◆ **SELECTED EXTRACT**:

########

The decade's most triggering comedy
Unlike the media, I have not exactly been fawning over the huge box office numbers this past weekend. But even I must admit that it’s rather fascinating to see this kind of success for a film that centers around one of the most devastating and deadly inventions in the history of the human race. Indeed it is not every day that audiences flock to see a movie about a weapon of mass destruction. And of course lots of people also went to see “Oppenheimer.”
But “Barbie” was the bigger film, and it tells the story of a vastly more destructive force. I don’t mean the Barbie doll, but rather feminism. Not every man-made weapon of mass death is as obvious as a nuclear bomb. Mushroom clouds are easy to comprehend; the significance is obvious. But the more abstract, intangible threats to human life can be far deadlier than nukes.
With that in mind, a few days ago, I tweeted this factually true statement. Here it is:
“This is a good time to remember that feminism has killed far more people than the atomic bomb. It is perhaps the most destructive force in human history. Trans ideology, its offshoot, is competing for the title.”
That’s what I wrote. Predictably, there was outrage from the Left. That was always going to happen, of course, no matter what I said. I could tweet something really obvious like “two plus two equals four” or something really innocuous like “I enjoy pancakes” and they’d still call me a bigot and report my account, demanding that I be deplatformed. So it was no surprise that this admittedly slightly more provocative statement meant that I would trend on the site for multiple days as the outraged masses had a series of temper tantrums about it.
I don’t need to give you examples of their responses. They’re exactly what you expect. “Matt Walsh is a fascist. He hates women. He’s a misogynist.” Etcetera and so forth. The only mildly interesting feedback came from the so-called “gender critical” feminists — the feminists who oppose trans ideology — who reacted to my statement as if it was some kind of deep betrayal. We are on the same side on the trans issue, which means that I am apparently required to pretend that feminism is good. This is a contract I didn’t realize I signed. But we’ll return to the gender critical set in a few minutes.
Let’s get, first, to the substance of my claim. As far as that goes, feminism’s status as a historically destructive force in human history is as clear as day. To begin with, if you accept that unborn babies are human beings (which obviously they are, because they can be nothing else), then we can directly blame feminism for 60 million deaths in the United States alone. When I pointed this out, Martina Navratilova, tennis legend and outspoken feminist, responded:
“A fetus is not a baby, what a moronic thing to say. You spout about language used by the trans lobby and then do the same calling embryos babies! Hypocrite much?”

########

◆ **MATERIAL PROVIDED**:
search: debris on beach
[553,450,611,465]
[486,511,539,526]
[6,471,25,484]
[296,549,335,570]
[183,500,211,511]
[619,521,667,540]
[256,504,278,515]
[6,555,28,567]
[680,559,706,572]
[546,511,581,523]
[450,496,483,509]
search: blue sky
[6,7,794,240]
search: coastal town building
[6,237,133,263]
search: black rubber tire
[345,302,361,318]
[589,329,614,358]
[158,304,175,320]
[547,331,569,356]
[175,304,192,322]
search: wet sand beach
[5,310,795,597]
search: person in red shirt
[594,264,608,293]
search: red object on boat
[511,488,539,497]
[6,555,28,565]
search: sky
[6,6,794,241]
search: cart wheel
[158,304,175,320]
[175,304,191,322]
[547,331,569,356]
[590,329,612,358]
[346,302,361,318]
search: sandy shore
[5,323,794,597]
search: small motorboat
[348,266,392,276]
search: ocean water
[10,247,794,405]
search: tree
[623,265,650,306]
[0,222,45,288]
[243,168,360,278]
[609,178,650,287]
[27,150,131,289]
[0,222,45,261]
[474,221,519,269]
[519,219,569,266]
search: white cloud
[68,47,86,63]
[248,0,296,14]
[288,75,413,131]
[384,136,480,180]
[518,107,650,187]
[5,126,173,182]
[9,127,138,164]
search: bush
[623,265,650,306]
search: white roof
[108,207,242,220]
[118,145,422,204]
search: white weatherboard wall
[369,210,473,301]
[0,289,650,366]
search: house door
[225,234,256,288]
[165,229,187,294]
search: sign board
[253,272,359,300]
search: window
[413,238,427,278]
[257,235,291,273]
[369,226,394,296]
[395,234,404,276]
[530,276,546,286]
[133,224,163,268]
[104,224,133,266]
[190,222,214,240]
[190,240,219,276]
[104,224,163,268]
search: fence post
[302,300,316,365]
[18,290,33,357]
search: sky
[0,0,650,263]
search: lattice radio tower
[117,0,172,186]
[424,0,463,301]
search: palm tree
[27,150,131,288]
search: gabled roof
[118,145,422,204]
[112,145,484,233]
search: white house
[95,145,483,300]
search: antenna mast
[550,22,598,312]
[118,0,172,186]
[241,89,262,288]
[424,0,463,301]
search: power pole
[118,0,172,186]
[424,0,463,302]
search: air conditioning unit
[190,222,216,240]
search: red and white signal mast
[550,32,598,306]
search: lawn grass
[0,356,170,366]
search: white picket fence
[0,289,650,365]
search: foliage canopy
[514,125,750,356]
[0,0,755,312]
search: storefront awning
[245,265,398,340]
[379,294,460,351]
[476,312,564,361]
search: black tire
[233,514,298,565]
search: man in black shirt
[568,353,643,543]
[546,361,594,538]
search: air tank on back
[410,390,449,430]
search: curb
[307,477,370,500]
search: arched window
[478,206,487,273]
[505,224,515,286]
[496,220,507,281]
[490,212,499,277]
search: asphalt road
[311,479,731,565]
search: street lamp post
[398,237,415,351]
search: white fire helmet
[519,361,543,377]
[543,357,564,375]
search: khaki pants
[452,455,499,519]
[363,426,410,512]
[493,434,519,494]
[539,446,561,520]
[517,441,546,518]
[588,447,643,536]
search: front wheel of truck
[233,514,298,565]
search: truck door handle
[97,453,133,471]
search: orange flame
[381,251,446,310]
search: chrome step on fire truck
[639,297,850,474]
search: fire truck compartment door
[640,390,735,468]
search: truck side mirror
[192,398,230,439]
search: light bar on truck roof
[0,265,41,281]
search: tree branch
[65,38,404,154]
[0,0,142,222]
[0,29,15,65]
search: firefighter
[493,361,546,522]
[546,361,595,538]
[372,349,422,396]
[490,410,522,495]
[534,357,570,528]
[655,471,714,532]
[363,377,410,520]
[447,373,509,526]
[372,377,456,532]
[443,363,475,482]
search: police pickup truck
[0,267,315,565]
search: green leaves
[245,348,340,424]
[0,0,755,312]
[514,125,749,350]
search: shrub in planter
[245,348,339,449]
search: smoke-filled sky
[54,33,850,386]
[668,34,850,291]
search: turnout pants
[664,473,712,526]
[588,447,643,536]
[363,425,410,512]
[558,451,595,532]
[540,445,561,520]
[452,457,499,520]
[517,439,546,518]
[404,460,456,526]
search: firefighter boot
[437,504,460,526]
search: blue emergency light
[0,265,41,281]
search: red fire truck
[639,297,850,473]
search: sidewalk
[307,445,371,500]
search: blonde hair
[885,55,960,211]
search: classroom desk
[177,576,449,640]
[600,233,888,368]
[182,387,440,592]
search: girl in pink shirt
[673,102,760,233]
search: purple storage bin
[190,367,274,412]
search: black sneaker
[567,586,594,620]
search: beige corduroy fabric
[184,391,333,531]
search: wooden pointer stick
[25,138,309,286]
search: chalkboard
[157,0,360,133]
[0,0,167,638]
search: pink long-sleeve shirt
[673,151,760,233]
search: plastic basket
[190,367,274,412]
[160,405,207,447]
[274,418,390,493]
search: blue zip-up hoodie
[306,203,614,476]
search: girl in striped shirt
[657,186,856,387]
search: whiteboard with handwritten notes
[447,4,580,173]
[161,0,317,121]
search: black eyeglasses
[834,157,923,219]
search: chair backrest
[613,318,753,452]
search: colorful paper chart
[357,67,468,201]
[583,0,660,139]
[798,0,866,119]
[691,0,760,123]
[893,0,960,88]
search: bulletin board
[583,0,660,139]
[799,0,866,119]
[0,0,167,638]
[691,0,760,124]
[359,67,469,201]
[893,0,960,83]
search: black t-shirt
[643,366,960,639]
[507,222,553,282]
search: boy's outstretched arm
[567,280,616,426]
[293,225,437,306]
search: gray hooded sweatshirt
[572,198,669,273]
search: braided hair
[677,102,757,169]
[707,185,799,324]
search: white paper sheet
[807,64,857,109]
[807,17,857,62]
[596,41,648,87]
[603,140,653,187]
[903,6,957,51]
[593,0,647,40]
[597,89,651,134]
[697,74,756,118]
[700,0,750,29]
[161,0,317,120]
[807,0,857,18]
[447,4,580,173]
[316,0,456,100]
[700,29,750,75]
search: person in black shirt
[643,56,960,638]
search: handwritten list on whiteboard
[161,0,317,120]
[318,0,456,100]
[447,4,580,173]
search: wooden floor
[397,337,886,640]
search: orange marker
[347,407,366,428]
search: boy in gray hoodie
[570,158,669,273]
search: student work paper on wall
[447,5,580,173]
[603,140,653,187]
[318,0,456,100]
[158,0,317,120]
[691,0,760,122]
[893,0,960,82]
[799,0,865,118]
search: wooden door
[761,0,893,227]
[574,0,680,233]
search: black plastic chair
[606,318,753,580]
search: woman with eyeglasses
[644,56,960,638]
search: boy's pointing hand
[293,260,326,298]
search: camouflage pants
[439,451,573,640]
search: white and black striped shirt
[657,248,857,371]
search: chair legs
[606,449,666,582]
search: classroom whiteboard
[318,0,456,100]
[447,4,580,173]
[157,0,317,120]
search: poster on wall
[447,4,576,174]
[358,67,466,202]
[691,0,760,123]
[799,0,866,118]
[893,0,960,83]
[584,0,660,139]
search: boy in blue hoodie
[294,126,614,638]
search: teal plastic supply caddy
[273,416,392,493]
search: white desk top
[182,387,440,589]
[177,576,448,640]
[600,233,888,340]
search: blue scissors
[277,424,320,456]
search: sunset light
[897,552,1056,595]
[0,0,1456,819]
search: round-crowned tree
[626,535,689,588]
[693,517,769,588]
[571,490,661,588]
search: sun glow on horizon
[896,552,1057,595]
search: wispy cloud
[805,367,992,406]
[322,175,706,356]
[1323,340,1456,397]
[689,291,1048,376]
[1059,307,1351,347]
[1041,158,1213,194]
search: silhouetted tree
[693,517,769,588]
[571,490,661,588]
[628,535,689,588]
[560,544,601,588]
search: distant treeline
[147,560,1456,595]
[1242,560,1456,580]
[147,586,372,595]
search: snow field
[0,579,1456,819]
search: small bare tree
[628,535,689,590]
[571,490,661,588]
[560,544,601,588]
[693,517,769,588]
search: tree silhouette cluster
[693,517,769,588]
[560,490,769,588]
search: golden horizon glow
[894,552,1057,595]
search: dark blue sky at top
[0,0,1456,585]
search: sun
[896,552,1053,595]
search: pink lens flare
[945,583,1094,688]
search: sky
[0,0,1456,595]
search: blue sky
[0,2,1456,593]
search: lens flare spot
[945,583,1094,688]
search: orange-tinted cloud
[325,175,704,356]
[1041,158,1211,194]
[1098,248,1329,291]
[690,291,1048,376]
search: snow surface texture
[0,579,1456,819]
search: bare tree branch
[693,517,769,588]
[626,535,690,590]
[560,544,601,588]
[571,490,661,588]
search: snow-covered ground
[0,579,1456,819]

########

◆ **THE TASKS**:
• a. Answer these questions about the opinion piece, one per line:
(i) Which film does the writer call the bigger one?
(ii) What two sample tweets does the writer offer as obvious or innocuous?
(iii) Who replied to the writer's point about unborn babies?
• b. List the things the writer of the opinion piece says critics on the Left would do no matter what he tweeted.
• c. According to the opinion piece, why was it no surprise to the writer that his statement trended for multiple days?
The records were drawn from a separate source.

◆ **THE REPLIES**:
• a.
(i) "Barbie"
(ii) "two plus two equals four" and "I enjoy pancakes"
(iii) Martina Navratilova

• b.
- Call him a bigot
- Report his account
- Demand that he be deplatformed

• c. He says the Left would have reacted with outrage to anything he tweeted, even something obvious or innocuous. Because this statement was slightly more provocative, the outraged masses kept reacting to it for days.